### ASSIGNED TASK
Copy everything from the line that contains "</instance>" down to the line that contains "rough mask: <svg", both of those lines included, without changing a character.

### DATASET EXCERPTS
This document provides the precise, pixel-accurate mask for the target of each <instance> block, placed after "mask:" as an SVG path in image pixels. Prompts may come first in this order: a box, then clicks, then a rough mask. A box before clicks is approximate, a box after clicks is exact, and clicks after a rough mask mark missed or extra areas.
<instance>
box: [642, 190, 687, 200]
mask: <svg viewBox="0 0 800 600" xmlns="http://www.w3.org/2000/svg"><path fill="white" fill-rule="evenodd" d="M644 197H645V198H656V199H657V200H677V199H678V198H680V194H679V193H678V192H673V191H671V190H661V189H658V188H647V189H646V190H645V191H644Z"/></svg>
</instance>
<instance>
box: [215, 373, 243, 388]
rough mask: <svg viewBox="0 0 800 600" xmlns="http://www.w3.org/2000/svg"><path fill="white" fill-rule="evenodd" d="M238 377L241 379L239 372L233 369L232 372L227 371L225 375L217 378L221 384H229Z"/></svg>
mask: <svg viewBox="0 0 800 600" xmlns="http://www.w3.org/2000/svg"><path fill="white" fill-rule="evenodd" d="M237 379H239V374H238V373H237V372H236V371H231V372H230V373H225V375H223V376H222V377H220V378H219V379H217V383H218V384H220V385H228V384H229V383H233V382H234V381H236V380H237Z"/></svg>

### SOLUTION TO THE PROBLEM
</instance>
<instance>
box: [215, 373, 243, 388]
rough mask: <svg viewBox="0 0 800 600" xmlns="http://www.w3.org/2000/svg"><path fill="white" fill-rule="evenodd" d="M238 377L241 379L239 372L233 369L232 372L227 371L225 375L217 378L221 384H229Z"/></svg>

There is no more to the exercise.